- **Girdi**:
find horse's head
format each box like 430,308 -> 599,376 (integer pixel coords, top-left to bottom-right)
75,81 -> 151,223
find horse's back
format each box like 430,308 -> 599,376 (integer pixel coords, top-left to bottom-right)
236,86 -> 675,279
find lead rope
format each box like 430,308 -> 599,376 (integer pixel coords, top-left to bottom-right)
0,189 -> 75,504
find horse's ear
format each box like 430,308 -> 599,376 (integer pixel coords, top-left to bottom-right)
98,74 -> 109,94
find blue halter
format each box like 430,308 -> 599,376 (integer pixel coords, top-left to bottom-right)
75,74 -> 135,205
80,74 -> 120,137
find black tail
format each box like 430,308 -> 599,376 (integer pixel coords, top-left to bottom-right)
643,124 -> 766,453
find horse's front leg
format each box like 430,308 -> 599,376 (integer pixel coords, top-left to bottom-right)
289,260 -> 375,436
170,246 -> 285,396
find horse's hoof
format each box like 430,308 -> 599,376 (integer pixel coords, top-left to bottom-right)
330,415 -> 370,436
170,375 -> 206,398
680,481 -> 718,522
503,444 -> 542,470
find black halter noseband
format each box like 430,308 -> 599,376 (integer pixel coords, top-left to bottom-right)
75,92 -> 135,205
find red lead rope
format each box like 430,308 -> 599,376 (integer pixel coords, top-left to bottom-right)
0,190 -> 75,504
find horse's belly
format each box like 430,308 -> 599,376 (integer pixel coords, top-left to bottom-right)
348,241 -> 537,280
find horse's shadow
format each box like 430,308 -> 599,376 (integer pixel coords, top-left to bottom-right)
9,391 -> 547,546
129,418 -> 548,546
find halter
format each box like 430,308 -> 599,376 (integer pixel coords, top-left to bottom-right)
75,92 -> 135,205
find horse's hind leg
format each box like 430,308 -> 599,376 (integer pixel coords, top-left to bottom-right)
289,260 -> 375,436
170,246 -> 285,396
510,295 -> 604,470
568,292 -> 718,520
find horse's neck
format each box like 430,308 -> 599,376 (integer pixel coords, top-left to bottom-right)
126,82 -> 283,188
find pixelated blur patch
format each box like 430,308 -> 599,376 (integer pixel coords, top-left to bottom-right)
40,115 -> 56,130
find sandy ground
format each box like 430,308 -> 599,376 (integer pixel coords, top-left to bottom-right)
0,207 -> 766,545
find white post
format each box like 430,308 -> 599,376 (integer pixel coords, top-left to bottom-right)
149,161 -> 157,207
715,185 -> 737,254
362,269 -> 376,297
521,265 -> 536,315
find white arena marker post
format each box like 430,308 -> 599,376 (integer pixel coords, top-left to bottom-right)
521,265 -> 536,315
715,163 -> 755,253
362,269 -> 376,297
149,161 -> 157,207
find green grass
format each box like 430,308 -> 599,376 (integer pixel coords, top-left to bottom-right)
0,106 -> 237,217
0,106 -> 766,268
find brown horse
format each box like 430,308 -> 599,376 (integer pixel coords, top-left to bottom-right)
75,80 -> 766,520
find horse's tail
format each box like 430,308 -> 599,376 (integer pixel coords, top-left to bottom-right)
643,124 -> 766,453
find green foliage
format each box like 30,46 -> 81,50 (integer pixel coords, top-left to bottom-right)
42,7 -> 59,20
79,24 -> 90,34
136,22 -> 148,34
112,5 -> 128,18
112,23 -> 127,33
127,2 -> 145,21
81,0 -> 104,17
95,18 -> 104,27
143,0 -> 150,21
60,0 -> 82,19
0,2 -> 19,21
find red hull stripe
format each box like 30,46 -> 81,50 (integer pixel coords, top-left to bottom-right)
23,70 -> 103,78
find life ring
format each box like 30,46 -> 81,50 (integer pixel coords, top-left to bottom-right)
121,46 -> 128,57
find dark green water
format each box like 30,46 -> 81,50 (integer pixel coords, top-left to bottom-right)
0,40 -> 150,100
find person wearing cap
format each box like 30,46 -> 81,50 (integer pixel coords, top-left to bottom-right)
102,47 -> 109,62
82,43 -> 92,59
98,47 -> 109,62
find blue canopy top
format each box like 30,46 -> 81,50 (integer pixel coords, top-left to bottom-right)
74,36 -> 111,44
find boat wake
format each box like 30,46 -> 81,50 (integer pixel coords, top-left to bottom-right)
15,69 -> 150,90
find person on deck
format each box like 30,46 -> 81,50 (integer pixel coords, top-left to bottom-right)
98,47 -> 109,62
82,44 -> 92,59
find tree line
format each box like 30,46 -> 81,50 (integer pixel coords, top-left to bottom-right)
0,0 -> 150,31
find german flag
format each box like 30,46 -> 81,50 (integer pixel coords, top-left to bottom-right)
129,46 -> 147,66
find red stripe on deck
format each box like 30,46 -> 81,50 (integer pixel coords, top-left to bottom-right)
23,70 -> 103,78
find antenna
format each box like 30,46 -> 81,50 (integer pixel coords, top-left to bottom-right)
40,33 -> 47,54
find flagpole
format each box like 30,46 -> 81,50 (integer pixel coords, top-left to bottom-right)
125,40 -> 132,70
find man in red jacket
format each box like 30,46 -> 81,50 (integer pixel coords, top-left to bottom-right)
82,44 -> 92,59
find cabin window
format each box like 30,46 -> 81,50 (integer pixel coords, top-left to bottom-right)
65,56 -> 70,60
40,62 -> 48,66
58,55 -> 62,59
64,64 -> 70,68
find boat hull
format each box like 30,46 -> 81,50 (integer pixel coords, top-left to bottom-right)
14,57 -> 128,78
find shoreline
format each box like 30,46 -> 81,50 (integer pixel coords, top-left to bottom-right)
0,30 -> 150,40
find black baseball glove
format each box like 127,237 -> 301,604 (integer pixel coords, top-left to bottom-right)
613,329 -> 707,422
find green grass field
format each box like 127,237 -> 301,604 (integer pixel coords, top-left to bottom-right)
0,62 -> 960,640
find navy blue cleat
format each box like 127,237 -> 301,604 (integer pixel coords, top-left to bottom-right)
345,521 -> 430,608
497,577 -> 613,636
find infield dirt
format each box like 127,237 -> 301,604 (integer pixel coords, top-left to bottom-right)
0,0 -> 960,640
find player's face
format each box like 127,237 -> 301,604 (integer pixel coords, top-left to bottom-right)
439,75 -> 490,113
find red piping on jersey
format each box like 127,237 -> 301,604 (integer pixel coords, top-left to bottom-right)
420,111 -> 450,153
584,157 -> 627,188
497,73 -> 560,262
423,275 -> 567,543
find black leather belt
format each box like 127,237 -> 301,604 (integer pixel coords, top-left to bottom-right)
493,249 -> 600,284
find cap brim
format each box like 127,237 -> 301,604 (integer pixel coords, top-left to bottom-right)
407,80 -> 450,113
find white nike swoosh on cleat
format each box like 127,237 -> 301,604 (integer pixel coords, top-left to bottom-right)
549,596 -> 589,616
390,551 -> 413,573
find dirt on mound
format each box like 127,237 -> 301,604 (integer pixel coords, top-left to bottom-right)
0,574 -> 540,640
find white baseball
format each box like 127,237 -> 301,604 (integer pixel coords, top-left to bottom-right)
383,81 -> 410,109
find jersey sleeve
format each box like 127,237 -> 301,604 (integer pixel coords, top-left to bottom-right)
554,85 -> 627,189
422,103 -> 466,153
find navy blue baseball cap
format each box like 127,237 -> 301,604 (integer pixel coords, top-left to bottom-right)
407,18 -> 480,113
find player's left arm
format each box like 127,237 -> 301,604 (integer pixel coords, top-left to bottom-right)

- **Yazılı talep**: Lütfen yukarıdaki satırların tamamını, boş olanları atlayarak numaralı bir listeye aktarın.

- **Görev çözümü**:
1. find horse's head
2. format each box like 430,308 -> 599,376 (integer pixel coords, top-left to bottom-right)
3. 75,81 -> 151,223
4. find horse's back
5. format each box like 430,308 -> 599,376 (integer pixel coords, top-left to bottom-right)
6. 236,86 -> 675,279
7. find lead rope
8. format each box like 430,308 -> 599,376 (integer pixel coords, top-left to bottom-right)
9. 0,189 -> 75,504
10. find horse's ear
11. format each box like 430,308 -> 599,376 (integer pixel coords, top-left to bottom-right)
12. 98,74 -> 109,94
13. find blue halter
14. format each box like 430,308 -> 599,376 (integer pixel coords, top-left to bottom-right)
15. 75,74 -> 135,205
16. 80,74 -> 120,137
17. find black tail
18. format each box like 430,308 -> 599,376 (integer pixel coords, top-left to bottom-right)
19. 643,124 -> 766,453
20. find horse's front leg
21. format each box like 430,308 -> 599,376 (integer pixel coords, top-left to bottom-right)
22. 289,260 -> 375,436
23. 170,246 -> 285,396
24. find horse's hoof
25. format each box like 430,308 -> 599,376 (integer pixel coords, top-left to bottom-right)
26. 330,415 -> 370,436
27. 170,375 -> 206,398
28. 680,481 -> 718,522
29. 503,444 -> 542,470
30. find black halter noseband
31. format each box like 430,308 -> 599,376 (integer pixel coords, top-left to bottom-right)
32. 75,92 -> 135,205
33. find red lead rope
34. format each box like 430,308 -> 599,376 (integer pixel coords, top-left to bottom-right)
35. 0,190 -> 75,504
36. find horse's belly
37. format each box like 430,308 -> 599,376 (integer pixel coords, top-left to bottom-right)
38. 348,241 -> 537,280
39. find horse's shadow
40. format each box like 430,308 -> 599,376 (integer pixel coords, top-left to bottom-right)
41. 9,391 -> 547,546
42. 129,418 -> 548,546
43. find halter
44. format each box like 430,308 -> 599,376 (integer pixel coords, top-left to bottom-right)
45. 75,92 -> 135,205
46. find horse's hind leg
47. format each box like 430,308 -> 599,376 (integer pixel coords, top-left to bottom-right)
48. 289,260 -> 375,436
49. 170,246 -> 285,396
50. 510,295 -> 604,470
51. 568,292 -> 718,520
52. find horse's neck
53. format each box like 430,308 -> 599,376 (integer pixel coords, top-left to bottom-right)
54. 126,82 -> 283,188
55. find pixelated blur patch
56. format each box like 430,308 -> 599,376 (integer pixel coords, top-left to bottom-right)
57. 40,115 -> 56,130
58. find sandy ground
59. format each box like 430,308 -> 599,376 (integer pixel coords, top-left to bottom-right)
60. 0,207 -> 766,545
61. find white post
62. format each box like 430,308 -> 599,376 (integer pixel coords, top-left to bottom-right)
63. 149,161 -> 157,207
64. 715,185 -> 737,254
65. 362,269 -> 376,297
66. 521,265 -> 536,315
67. find white arena marker post
68. format each box like 430,308 -> 599,376 (integer pixel coords, top-left to bottom-right)
69. 521,265 -> 536,315
70. 715,163 -> 755,253
71. 362,269 -> 376,297
72. 149,161 -> 157,207
73. find green grass
74. format each box like 430,308 -> 599,376 (integer pixel coords, top-left to bottom-right)
75. 0,106 -> 237,217
76. 0,106 -> 766,268
77. find brown horse
78. format each box like 430,308 -> 599,376 (integer pixel coords, top-left to bottom-right)
79. 75,80 -> 766,520
80. find horse's tail
81. format each box like 430,308 -> 599,376 (integer pixel coords, top-left to bottom-right)
82. 643,124 -> 766,453
83. find green foliage
84. format each box like 30,46 -> 81,50 (integer pixel coords, top-left to bottom-right)
85. 42,7 -> 59,20
86. 79,24 -> 90,34
87. 136,22 -> 148,34
88. 112,5 -> 128,18
89. 112,23 -> 127,33
90. 127,2 -> 145,21
91. 81,0 -> 104,17
92. 95,18 -> 104,27
93. 143,0 -> 150,21
94. 60,0 -> 82,19
95. 0,2 -> 19,21
96. find red hull stripe
97. format each box like 30,46 -> 81,50 (integer pixel coords, top-left to bottom-right)
98. 23,70 -> 103,78
99. find life ring
100. format each box like 30,46 -> 81,50 (integer pixel coords, top-left to bottom-right)
101. 121,46 -> 128,57
102. find dark green water
103. format each box like 30,46 -> 81,50 (integer pixel coords, top-left to bottom-right)
104. 0,40 -> 150,100
105. find person wearing cap
106. format each box like 30,46 -> 81,50 (integer pixel coords, top-left to bottom-right)
107. 102,47 -> 109,62
108. 82,43 -> 92,59
109. 98,47 -> 109,62
110. find blue canopy top
111. format each box like 30,46 -> 81,50 (integer pixel coords, top-left to bottom-right)
112. 74,36 -> 111,44
113. find boat wake
114. format each box like 30,46 -> 81,50 (integer pixel coords, top-left to bottom-right)
115. 15,69 -> 150,90
116. find person on deck
117. format each box like 30,46 -> 81,50 (integer pixel coords, top-left to bottom-right)
118. 98,47 -> 109,62
119. 82,44 -> 92,59
120. find tree line
121. format each box like 30,46 -> 81,50 (integer pixel coords, top-left to bottom-right)
122. 0,0 -> 150,31
123. find german flag
124. format each box like 30,46 -> 81,50 (integer pixel coords, top-left to bottom-right)
125. 129,46 -> 147,66
126. find red stripe on deck
127. format each box like 30,46 -> 81,50 (integer pixel coords, top-left to bottom-right)
128. 23,70 -> 103,78
129. find antenna
130. format each box like 30,46 -> 81,50 (integer pixel coords, top-left to bottom-right)
131. 40,33 -> 47,54
132. find flagpole
133. format each box like 30,46 -> 81,50 (integer pixel coords, top-left to bottom-right)
134. 125,40 -> 132,70
135. find man in red jacket
136. format each box like 30,46 -> 81,50 (integer pixel coords, top-left to bottom-right)
137. 82,44 -> 92,59
138. find cabin window
139. format each box like 30,46 -> 81,50 (integer pixel coords, top-left to bottom-right)
140. 65,56 -> 70,60
141. 40,62 -> 48,66
142. 58,55 -> 62,59
143. 64,64 -> 70,68
144. find boat hull
145. format each box like 30,46 -> 81,50 (integer pixel coords, top-left to bottom-right)
146. 14,57 -> 128,78
147. find shoreline
148. format each box like 30,46 -> 81,50 (integer pixel coords, top-left to bottom-right)
149. 0,30 -> 150,40
150. find black baseball glove
151. format each box like 127,237 -> 301,604 (integer pixel coords, top-left to bottom-right)
152. 613,329 -> 707,422
153. find green grass field
154. format each box like 127,237 -> 301,604 (integer pixel coords, top-left to bottom-right)
155. 0,62 -> 960,640
156. find navy blue cleat
157. format each box like 127,237 -> 301,604 (integer pixel coords, top-left to bottom-right)
158. 345,521 -> 430,608
159. 497,577 -> 613,636
160. find infield dirt
161. format each box like 127,237 -> 301,604 (integer pixel coords, top-left to bottom-right)
162. 0,0 -> 960,640
163. find player's face
164. format each box like 127,237 -> 301,604 (integer pixel coords, top-left to bottom-right)
165. 439,75 -> 490,113
166. find red piping on jersey
167. format each box like 127,237 -> 301,604 (integer pixel coords, top-left to bottom-right)
168. 420,111 -> 450,153
169. 584,157 -> 627,188
170. 497,73 -> 560,262
171. 423,275 -> 567,543
172. find black leather belt
173. format each box like 127,237 -> 301,604 (integer pixel coords, top-left to bottom-right)
174. 493,249 -> 600,284
175. find cap brim
176. format each box like 127,237 -> 301,604 (integer pixel coords, top-left to bottom-right)
177. 407,80 -> 450,113
178. find white nike swoosh on cleat
179. format each box like 127,237 -> 301,604 (integer pixel coords, top-left to bottom-right)
180. 549,596 -> 589,616
181. 390,551 -> 413,573
182. find dirt on mound
183. format each box like 127,237 -> 301,604 (integer pixel coords, top-left to bottom-right)
184. 0,574 -> 540,640
185. find white baseball
186. format each box like 127,237 -> 301,604 (integer pixel coords, top-left to bottom-right)
187. 383,81 -> 410,109
188. find jersey sleeve
189. format each box like 127,237 -> 301,604 (integer pixel coords, top-left to bottom-right)
190. 554,85 -> 627,189
191. 422,103 -> 466,153
192. find navy blue baseball cap
193. format each box like 127,237 -> 301,604 (integer pixel coords, top-left to bottom-right)
194. 407,18 -> 480,113
195. find player's left arm
196. format each box like 127,237 -> 301,604 (integer pixel coords, top-left to bottom-right)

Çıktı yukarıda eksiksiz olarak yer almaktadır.